EXCERPT TO READ:
-- START --

We have notified Morgan Stanley that they are in breach of that agreement and Morgan Stanley has taken steps to have the dispute resolved in court. The amount, to be clear, of Morgan Stanley’s dividend -- if any -- is what is in dispute.
As you read our press release, the settlement proceeds are all going to come to Discover as laid out there and be recorded as revenue to us; we then of course tax affect that; for each quarterly payment and the after-tax amount would be added to our capital and then to the extent any dividends would be paid to Morgan Stanley, they would then in turn come out of our capital account.
David Hochstim - Buckingham Research Group
So there could be litigation over whether you pay anything to Morgan Stanley? That could take sometime.
I am just really not in a position to comment on that, David.
Your next question comes from Kevin Stiroh – Sanford Bernstein.
Kevin Stiroh – Sanford Bernstein
A follow-up on the Morgan Stanley question, just so I have the technical details right. In your documentation it says that the payments by Discover to Morgan Stanley will be net of taxes payable by Discover with respect to such proceeds. So should a special dividend be paid, does that mean that Discover would be paying any tax liability for Morgan Stanley? How does the tax accounting work?
As I mentioned, all the proceeds are received by Discover. They are recorded as revenue, they are earned by Discover. The taxes will be paid by Discover. All amounts that would be paid -- if any -- to Morgan Stanley would be on an after-tax basis.
Kevin Stiroh – Sanford Bernstein
So you are not paying Morgan Stanley’s tax liability?

-- END --

DATA:
-- START --

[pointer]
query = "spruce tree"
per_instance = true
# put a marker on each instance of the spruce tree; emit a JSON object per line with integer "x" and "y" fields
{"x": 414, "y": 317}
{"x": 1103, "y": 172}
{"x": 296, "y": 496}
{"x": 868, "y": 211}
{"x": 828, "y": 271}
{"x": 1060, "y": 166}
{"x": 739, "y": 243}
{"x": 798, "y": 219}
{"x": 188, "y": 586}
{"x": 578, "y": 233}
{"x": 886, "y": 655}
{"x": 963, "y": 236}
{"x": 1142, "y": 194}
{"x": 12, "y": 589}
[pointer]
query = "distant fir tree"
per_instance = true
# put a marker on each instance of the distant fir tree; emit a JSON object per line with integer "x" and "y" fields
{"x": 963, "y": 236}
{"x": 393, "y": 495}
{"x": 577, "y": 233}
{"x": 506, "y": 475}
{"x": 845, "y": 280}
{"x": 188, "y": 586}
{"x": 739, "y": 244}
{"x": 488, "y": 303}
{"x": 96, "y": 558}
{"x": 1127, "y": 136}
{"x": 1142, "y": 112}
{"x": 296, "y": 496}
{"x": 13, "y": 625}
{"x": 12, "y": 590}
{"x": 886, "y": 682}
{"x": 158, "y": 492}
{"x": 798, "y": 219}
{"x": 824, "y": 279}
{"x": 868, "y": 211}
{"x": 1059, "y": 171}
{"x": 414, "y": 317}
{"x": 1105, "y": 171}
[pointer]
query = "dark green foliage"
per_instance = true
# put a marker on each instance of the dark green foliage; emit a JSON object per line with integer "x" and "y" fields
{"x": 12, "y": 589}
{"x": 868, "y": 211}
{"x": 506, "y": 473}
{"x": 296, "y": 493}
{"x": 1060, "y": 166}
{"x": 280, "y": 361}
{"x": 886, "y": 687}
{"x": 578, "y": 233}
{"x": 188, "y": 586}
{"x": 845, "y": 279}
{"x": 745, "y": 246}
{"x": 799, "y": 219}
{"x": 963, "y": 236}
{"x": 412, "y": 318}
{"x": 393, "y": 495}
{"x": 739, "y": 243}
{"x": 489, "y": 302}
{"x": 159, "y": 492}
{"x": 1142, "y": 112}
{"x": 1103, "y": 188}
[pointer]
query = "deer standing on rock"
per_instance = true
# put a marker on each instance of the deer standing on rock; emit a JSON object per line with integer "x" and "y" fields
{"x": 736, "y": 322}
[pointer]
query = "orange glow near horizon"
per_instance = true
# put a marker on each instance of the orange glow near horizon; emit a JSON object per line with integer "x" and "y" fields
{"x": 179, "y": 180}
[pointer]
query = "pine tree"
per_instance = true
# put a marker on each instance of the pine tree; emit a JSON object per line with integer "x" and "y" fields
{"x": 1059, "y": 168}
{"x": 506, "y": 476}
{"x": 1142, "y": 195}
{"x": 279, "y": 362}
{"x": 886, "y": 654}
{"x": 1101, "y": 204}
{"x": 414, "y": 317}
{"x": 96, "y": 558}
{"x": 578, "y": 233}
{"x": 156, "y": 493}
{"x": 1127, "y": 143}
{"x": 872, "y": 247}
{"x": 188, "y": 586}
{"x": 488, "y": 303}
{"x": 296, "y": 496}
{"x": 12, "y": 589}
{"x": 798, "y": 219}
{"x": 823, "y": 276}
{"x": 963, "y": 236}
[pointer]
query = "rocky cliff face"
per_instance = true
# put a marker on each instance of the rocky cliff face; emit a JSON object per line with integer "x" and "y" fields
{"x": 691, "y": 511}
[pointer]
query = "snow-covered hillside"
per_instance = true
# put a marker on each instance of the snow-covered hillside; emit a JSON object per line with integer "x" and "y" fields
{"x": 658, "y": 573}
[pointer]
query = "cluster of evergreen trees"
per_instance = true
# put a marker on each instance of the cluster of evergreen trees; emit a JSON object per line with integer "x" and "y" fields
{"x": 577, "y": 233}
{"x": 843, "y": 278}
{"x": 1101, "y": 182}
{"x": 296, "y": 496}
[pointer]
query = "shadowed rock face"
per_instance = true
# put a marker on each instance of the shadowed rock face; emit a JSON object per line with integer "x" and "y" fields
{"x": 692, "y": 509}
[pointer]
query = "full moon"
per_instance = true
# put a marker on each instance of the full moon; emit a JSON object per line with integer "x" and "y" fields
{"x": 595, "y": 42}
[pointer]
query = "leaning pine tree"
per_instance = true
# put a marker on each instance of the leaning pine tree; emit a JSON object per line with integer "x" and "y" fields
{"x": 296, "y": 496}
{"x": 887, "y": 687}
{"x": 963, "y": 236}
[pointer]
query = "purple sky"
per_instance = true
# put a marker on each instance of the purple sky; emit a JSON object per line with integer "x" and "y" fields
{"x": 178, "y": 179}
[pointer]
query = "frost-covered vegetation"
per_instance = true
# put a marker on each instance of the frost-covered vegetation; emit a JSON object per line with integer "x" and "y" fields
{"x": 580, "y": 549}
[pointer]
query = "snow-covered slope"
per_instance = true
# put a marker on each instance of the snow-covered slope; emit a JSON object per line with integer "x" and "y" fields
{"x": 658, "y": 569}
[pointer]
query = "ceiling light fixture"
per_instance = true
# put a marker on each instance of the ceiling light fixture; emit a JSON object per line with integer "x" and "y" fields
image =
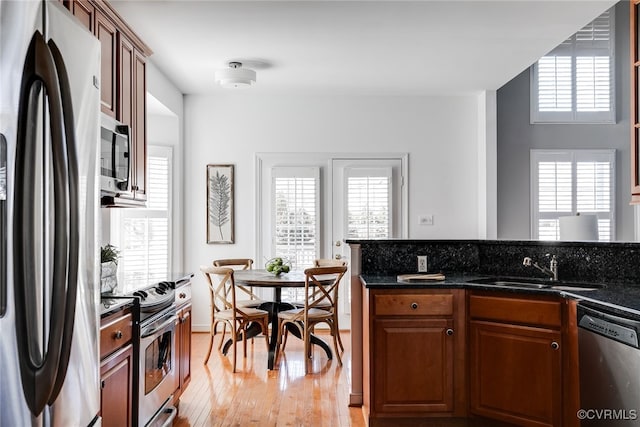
{"x": 235, "y": 77}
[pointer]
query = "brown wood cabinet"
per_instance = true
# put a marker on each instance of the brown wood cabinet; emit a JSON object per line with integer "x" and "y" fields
{"x": 122, "y": 81}
{"x": 116, "y": 369}
{"x": 85, "y": 13}
{"x": 516, "y": 358}
{"x": 139, "y": 130}
{"x": 183, "y": 348}
{"x": 106, "y": 32}
{"x": 414, "y": 363}
{"x": 635, "y": 101}
{"x": 116, "y": 376}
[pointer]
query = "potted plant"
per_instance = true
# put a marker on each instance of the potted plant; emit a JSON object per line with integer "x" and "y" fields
{"x": 109, "y": 256}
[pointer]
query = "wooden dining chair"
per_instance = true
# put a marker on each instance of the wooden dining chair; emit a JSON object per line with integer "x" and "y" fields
{"x": 249, "y": 298}
{"x": 225, "y": 310}
{"x": 321, "y": 286}
{"x": 330, "y": 262}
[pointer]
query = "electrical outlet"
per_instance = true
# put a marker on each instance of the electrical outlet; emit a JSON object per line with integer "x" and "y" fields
{"x": 422, "y": 263}
{"x": 425, "y": 220}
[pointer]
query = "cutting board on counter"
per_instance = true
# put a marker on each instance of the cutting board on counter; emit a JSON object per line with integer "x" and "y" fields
{"x": 420, "y": 277}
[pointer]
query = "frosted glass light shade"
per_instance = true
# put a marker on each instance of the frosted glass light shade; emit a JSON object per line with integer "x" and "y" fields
{"x": 235, "y": 77}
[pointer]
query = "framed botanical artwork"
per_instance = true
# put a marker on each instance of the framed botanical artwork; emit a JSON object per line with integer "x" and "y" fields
{"x": 219, "y": 203}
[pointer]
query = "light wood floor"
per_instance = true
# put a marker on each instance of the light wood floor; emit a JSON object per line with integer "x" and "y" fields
{"x": 255, "y": 396}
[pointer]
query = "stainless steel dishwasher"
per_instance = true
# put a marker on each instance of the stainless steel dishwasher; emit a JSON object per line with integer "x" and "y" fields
{"x": 609, "y": 357}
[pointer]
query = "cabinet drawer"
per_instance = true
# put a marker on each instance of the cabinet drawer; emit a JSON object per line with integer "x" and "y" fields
{"x": 114, "y": 334}
{"x": 413, "y": 305}
{"x": 538, "y": 312}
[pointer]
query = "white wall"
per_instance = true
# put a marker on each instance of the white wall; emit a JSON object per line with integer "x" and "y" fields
{"x": 439, "y": 133}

-- END --

EXERCISE SET:
**a.** Please write out the stretch of the Discover call transcript from "As I mentioned, all" through "an after-tax basis.".
**b.** Extend the Discover call transcript past its last line.

ANSWERS GIVEN:
**a.**
As I mentioned, all the proceeds are received by Discover. They are recorded as revenue, they are earned by Discover. The taxes will be paid by Discover. All amounts that would be paid -- if any -- to Morgan Stanley would be on an after-tax basis.

**b.**
Your next question comes from Howard Shapiro - Fox-Pitt.
Howard Shapiro - Fox-Pitt
Can you give us a sense of what you would consider a normal TED spread, something we could look at or benchmark against to see exactly how elevated your funding costs are relative to that normal spread?
Howard, we’ve traditionally thought about this as rather than a TED spread it’s a LIBOR Fed Funds spread. Fed Funds is in lockstep with prime which is the foundation for our revenue in our cardholder agreements. LIBOR is the foundation for our trust resets, as I have articulated. Historically those have been maintained in the 10 to 12 basis point range. Obviously all bets were off in September 2007; we saw that maintained with some stability in the spring of this year at 40.
As I mentioned in my prepared remarks, it was 45 over in the third quarter, 45 over in September, elevating dramatically with the October reset. So I think on a sequential quarter basis we are measuring against a 45 over benchmark; on a historical benchmark we are measuring at 8 to 10 over Fed Funds.
Howard Shapiro - Fox-Pitt
I just want to make sure I understand all of the elements that are negatively going to impact earnings. You’ve got the movement of $2.6 billion of receivables on balance sheet with the consequent need to provision for those; you’ve got the impact of higher funding costs and higher losses on the IO. Is the increase in the spread in October now the third element? Should we look at it that way? Those are the three elements that are impacting it?
Let’s talk about this in two segments. In terms of the interest rate environment, the impact falls in three particular areas. One is the level at which LIBOR resets which is the foundation for our master trust bonds. Asset-backed commercial paper tends to track somewhat in line with LIBOR and so we have some exposure to the asset-backed commercial paper market through our conduit partners. Those are the two that affect the servicing income; or on a managed perspective, interest expense. The spread associated with the excess spread at the end of the quarter will be valued and that will be a part of the IO mark. Those three components relate to the interest rate environment.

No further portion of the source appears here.